**Problem description**
Copy the records below, starting at the beginning and stopping after the line that contains "78 48 L 61 61". Change "sample" to "example" throughout, keep everything else the same, and leave out the pictures.

**Material**
————

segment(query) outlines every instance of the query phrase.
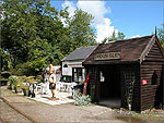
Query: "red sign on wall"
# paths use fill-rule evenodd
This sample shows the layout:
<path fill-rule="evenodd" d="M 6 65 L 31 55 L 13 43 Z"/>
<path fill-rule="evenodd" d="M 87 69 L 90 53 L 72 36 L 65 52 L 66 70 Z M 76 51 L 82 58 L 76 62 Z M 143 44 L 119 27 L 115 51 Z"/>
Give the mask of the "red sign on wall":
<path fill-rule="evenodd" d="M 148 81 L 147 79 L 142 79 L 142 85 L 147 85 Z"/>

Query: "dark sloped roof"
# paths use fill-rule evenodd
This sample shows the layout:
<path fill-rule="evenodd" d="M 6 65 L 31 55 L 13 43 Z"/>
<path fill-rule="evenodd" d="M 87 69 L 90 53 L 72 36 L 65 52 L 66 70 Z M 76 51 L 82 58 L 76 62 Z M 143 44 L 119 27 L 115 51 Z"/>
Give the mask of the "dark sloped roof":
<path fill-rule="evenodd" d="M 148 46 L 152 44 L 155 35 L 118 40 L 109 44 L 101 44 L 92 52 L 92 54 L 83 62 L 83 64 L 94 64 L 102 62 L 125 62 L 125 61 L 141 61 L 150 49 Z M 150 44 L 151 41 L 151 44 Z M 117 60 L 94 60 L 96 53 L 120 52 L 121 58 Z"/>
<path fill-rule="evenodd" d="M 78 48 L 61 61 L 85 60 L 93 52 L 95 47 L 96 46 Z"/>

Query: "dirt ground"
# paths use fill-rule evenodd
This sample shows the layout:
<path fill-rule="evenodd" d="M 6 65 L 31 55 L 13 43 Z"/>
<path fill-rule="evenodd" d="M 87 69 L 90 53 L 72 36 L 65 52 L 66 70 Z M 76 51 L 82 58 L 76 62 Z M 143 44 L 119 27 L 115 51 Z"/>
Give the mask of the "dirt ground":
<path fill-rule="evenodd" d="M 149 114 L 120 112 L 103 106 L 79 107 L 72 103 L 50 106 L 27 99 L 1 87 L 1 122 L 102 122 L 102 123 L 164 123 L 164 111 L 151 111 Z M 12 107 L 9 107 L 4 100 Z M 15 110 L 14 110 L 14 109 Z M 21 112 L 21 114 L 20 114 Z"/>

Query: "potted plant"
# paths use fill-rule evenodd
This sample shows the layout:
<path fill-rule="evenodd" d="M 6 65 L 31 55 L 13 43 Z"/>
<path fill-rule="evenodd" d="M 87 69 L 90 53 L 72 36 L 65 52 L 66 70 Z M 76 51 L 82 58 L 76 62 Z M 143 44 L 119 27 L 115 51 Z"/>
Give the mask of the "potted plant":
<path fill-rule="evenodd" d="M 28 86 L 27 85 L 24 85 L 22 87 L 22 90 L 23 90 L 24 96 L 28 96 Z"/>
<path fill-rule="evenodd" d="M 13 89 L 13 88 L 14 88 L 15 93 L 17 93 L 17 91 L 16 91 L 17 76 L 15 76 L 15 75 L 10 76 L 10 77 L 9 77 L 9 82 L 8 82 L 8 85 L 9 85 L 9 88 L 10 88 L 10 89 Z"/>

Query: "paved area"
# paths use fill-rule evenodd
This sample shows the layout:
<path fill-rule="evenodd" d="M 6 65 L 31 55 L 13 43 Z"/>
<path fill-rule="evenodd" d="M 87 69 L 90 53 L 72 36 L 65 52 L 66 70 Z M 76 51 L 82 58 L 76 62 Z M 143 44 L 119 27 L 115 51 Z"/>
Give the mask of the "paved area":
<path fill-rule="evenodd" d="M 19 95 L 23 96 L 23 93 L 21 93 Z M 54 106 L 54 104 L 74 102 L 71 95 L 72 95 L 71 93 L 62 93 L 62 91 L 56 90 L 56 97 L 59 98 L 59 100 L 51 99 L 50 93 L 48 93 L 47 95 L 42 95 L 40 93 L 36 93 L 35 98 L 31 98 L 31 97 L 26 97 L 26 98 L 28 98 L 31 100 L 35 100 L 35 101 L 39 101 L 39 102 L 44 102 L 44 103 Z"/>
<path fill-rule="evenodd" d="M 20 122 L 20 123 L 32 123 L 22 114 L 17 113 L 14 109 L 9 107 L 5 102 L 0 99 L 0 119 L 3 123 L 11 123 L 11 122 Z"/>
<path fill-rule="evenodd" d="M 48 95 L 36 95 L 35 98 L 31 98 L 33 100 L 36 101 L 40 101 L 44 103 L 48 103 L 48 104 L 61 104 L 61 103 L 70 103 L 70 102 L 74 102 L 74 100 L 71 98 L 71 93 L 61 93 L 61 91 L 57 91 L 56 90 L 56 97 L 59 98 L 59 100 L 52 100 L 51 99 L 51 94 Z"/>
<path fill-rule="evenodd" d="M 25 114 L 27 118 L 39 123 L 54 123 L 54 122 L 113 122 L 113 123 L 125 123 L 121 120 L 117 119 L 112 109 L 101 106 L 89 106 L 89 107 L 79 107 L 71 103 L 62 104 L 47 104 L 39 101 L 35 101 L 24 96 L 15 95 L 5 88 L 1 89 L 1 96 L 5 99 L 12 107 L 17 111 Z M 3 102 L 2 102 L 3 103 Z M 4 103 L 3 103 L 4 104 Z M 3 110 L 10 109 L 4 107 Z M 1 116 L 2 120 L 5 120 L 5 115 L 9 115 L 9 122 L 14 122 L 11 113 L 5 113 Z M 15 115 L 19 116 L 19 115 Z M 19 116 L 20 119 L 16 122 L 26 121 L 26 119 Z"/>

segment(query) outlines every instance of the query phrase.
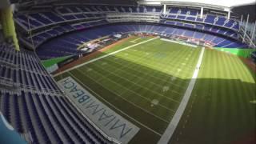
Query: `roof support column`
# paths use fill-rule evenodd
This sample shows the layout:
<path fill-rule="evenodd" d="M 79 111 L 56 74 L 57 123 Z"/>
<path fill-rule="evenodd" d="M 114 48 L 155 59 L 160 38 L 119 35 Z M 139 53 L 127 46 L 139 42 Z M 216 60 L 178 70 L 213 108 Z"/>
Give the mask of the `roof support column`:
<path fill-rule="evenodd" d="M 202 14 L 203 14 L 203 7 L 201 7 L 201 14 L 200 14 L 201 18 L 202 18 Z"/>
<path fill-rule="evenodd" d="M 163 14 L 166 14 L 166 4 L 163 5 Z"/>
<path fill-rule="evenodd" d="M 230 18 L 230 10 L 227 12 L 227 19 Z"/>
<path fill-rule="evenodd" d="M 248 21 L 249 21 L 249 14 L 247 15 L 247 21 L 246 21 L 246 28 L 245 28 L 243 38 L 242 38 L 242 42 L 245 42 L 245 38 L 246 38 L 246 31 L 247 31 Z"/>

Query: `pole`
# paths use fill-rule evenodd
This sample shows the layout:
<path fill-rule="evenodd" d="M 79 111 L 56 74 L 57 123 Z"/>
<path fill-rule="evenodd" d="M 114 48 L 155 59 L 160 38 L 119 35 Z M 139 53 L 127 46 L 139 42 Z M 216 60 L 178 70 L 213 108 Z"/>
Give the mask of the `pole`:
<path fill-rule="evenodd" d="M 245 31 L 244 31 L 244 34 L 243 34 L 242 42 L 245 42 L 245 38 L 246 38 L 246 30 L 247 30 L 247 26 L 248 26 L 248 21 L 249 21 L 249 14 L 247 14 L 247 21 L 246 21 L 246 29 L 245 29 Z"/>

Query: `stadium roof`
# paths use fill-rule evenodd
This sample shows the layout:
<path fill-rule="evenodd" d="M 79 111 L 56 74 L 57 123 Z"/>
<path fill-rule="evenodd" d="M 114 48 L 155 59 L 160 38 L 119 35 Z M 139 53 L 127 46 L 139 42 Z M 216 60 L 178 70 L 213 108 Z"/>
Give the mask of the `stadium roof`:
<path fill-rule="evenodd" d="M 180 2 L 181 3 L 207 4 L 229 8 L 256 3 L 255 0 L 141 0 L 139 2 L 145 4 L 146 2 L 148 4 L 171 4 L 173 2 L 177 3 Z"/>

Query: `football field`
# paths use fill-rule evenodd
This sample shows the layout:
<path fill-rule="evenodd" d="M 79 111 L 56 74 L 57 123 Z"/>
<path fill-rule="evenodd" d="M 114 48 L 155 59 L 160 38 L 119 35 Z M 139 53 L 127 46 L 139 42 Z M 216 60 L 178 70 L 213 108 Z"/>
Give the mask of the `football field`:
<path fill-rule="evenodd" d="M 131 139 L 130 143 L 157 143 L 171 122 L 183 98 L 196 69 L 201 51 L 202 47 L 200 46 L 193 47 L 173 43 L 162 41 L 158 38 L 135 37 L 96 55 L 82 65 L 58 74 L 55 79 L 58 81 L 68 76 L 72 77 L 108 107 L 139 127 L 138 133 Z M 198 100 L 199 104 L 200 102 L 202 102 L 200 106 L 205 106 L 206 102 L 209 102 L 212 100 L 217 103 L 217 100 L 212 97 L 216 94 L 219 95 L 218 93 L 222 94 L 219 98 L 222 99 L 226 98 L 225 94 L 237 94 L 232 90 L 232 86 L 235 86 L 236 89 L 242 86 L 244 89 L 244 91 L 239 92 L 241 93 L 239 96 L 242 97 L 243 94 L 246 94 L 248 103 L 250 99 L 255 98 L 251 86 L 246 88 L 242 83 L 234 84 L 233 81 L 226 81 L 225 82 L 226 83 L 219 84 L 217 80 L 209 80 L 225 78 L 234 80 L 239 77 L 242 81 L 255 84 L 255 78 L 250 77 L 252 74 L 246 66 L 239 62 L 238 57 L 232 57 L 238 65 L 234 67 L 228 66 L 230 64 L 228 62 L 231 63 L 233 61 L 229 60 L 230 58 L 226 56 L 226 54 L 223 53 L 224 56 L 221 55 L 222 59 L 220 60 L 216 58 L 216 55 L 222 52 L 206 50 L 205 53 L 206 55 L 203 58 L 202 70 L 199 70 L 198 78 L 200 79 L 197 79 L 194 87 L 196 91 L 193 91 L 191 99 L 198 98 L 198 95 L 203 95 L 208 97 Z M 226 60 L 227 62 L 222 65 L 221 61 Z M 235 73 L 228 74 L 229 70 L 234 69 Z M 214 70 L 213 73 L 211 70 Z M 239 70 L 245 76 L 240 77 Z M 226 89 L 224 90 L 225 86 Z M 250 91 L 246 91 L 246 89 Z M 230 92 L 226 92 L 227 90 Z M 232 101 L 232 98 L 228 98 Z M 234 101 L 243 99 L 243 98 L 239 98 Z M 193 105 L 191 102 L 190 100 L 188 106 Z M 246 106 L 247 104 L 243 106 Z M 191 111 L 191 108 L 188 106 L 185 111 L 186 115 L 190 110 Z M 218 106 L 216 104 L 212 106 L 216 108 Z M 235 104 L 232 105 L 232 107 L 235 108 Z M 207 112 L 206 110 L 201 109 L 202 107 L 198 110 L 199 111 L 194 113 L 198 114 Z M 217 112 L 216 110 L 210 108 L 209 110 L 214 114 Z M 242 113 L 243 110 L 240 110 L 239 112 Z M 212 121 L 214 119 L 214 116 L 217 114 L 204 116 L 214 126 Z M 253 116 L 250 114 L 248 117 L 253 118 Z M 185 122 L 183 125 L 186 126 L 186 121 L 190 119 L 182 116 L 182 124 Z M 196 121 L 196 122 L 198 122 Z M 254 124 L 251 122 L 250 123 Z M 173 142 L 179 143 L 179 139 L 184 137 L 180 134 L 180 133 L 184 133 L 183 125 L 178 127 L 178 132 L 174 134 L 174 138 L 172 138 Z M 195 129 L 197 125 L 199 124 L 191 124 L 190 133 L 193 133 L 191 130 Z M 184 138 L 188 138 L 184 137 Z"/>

————

**In response**
segment(query) outlines every instance of the query phrase.
Query: "red sign on wall"
# paths use fill-rule evenodd
This example shows the layout:
<path fill-rule="evenodd" d="M 6 65 L 31 55 L 13 43 Z"/>
<path fill-rule="evenodd" d="M 87 69 L 90 53 L 72 36 L 65 52 L 66 70 Z M 76 51 L 82 58 L 76 62 Z M 143 44 L 119 27 L 115 51 Z"/>
Give the mask of the "red sign on wall":
<path fill-rule="evenodd" d="M 148 81 L 147 79 L 142 79 L 142 85 L 147 85 Z"/>

Query: "dark sloped roof"
# paths use fill-rule evenodd
This example shows the layout:
<path fill-rule="evenodd" d="M 6 65 L 31 55 L 13 43 Z"/>
<path fill-rule="evenodd" d="M 87 69 L 90 53 L 72 36 L 65 52 L 66 70 Z M 76 51 L 82 58 L 76 62 Z M 143 44 L 119 27 L 115 51 Z"/>
Give the mask of the "dark sloped roof":
<path fill-rule="evenodd" d="M 148 46 L 152 44 L 155 35 L 118 40 L 109 44 L 101 44 L 92 52 L 92 54 L 83 62 L 83 64 L 94 64 L 102 62 L 125 62 L 125 61 L 141 61 L 150 49 Z M 150 44 L 151 41 L 151 44 Z M 117 60 L 94 60 L 96 53 L 120 52 L 121 58 Z"/>
<path fill-rule="evenodd" d="M 78 48 L 61 61 L 85 60 L 93 52 L 95 47 L 96 46 Z"/>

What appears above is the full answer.